▶ _Text under study_:
● ● ● ● ●

On Wed, Oct 24, 2007 at 04:27:52PM -0600, Grant Likely wrote:
> On 10/24/07, Matt Mackall <mpm@selenic.com> wrote:
> > On Wed, Oct 24, 2007 at 03:42:16PM -0500, Matt Mackall wrote:
> > > On Wed, Oct 24, 2007 at 02:28:14PM -0600, Grant Likely wrote:
> > > > On 10/24/07, Matt Mackall <mpm@selenic.com> wrote:
> > > > > I'm trying to debug a trivial statically-linked hello world program on
> > > > > a Xilinx PPC 405 and I'm seeing the following behavior:
> > > > >
> > > > <snip>
> > > > >
> > > > > Any suggestions?
> > > >
> > > > http://thread.gmane.org/gmane.linux.ports.ppc.embedded/11202
> > > >
> > > > I was fighting with a similar problem almost 2 years ago.  Looks like
> > > > it might be related.  At some point the problem seemed to go away and
> > > > I determined what the root cause was.  :-(
> > > >
> > > > I haven't been using gdb lately, so I don't know if it's the same
> > > > problem.  Nobody I had talked to had seen the issue on other 405
> > > > platforms.  It could very well be something virtex-specific.
> > >
> > > Could be the same problem, but I'm seeing only your symptom 3 so far.
> > >
> > > I've tried throwing some larger hammers at the problem. Flushing all
> > > of the dcache and icache (flush_dcache_all and
> > > flush_instruction_cache) isn't helping. But printk(".") does!
> >
> > Well there was one remaining cache - the TLB. This patch seems to make
> > things work, but don't ask me why:
> >
> > --- include/asm-ppc/cacheflush.h        (revision 10439)
> > +++ include/asm-ppc/cacheflush.h        (working copy)
> > @@ -11,6 +11,7 @@
> >  #define _PPC_CACHEFLUSH_H
> >
> >  #include <linux/mm.h>
> > +#include <asm/tlbflush.h>
> >
> >  /*
> >   * No cache flushing is required when address mappings are
> > @@ -35,10 +36,23 @@
> >  extern void flush_icache_user_range(struct vm_area_struct *vma,
> >                 struct page *page, unsigned long addr, int len);
> >
> >  #define copy_to_user_page(vma, page, vaddr, dst, src, len) \
> >  do { memcpy(dst, src, len); \
> >       flush_icache_user_range(vma, page, vaddr, len); \
> > +     _tlbia(); \
> >  } while (0)

● ● ● ● ●

[Collected data]
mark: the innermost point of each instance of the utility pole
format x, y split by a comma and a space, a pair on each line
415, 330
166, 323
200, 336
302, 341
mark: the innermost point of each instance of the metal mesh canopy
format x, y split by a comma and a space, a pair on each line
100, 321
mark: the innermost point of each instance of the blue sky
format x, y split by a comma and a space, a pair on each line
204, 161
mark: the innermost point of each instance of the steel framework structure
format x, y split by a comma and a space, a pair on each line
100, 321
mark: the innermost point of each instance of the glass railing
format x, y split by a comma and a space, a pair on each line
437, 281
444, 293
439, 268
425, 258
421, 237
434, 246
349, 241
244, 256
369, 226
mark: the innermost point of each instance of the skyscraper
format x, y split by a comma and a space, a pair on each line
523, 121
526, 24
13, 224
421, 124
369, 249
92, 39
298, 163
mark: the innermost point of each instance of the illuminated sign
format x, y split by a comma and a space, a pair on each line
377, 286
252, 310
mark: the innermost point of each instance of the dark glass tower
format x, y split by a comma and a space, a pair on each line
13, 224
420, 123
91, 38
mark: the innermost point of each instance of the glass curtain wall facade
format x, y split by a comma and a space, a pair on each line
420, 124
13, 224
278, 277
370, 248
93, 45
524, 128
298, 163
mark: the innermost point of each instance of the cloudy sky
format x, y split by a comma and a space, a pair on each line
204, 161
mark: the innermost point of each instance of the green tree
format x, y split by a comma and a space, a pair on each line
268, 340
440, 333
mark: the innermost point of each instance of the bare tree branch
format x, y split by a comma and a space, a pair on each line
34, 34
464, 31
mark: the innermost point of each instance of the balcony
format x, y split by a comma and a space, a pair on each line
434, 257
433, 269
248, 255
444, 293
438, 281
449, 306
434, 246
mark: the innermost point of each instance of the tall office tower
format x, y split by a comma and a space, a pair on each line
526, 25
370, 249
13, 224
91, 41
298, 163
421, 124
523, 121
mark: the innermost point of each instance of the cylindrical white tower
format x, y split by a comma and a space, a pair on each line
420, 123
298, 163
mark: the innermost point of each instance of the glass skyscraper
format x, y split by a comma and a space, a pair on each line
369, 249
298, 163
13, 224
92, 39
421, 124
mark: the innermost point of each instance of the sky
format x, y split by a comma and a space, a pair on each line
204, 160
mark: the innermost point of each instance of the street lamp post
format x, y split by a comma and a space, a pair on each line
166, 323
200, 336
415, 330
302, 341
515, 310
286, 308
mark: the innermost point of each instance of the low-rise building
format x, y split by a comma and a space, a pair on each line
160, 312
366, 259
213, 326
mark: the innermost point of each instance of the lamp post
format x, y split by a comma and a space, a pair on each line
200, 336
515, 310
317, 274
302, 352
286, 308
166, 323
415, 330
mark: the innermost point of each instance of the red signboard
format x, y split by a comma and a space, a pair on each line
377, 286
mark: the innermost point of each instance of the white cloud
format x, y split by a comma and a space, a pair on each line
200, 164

● ● ● ● ●

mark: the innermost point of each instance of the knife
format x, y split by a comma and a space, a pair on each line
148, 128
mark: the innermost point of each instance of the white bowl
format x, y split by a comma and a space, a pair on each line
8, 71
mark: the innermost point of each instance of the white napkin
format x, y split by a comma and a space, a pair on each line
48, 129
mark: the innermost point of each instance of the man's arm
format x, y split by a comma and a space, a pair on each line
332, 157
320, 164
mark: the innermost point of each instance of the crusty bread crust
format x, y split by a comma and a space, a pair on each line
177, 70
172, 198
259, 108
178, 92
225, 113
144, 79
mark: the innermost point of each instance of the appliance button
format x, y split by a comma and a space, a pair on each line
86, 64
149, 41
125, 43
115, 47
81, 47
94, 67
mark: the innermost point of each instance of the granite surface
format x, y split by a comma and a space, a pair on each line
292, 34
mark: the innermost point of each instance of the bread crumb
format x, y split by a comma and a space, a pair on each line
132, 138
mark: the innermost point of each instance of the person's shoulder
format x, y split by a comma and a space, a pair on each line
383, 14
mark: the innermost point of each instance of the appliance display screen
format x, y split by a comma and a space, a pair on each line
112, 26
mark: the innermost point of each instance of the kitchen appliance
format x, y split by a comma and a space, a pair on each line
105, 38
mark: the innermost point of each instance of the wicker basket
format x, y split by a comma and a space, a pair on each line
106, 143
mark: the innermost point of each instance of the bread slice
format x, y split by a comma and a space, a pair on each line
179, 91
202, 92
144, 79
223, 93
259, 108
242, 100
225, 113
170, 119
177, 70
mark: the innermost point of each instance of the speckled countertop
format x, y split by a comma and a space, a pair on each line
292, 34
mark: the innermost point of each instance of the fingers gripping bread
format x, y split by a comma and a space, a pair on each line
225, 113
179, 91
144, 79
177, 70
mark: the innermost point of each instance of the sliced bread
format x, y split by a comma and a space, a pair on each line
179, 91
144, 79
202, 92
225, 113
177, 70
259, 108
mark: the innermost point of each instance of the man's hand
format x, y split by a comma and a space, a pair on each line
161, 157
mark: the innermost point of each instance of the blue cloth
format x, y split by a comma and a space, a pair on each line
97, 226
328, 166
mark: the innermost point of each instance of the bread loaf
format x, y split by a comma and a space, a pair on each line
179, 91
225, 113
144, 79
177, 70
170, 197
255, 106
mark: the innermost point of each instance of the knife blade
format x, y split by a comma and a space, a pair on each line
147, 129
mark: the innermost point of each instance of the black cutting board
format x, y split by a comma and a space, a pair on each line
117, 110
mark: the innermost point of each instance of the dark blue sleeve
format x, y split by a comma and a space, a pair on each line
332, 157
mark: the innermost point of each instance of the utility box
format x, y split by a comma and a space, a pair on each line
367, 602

● ● ● ● ●

▶ _Assignment_: Please pick up the mailing-list thread above about debugging a hello world program on a PPC 405, continuing right after its last line.

▶ _Task output_:
> 
> Hmmm; thinking out loud here...
> 
> - so tlbia invalidates all TLB entries
> - When gdb inserts a breakpoint the .text pages are marked as read
> only, so the kernel does a copy on write so that gdb can modify the
> instruction.  The kernel also updates the page tables so that the test
> process now uses the new page.
> - This means that there are now 2 pages for that one section of
> executable code; the original and the one with the breakpoint.
> - However, the program is still in memory, and there is probably
> already a TLB entry pointing to the original page for that range of
> addresses.
> 
> Could it be that the kernel page tables are getting updated to the new
> page; but active set of TLB entries is not getting updated?
> 
> If so, then printk(".") probably solves the problem simply because it
> touches enough pages in its execution path that the old TLB entry gets
> overwritten?  There are only 64 TLB entries afterall.
> 
> Thoughts?

Not completely implausible, but a) why isn't this seen on basically
every machine with software TLB? b) why does -local- GDB, which is
presumably doing much less work than gdbserver + network stack, not fail?

-- 
Mathematics is the supreme nostalgia of our time.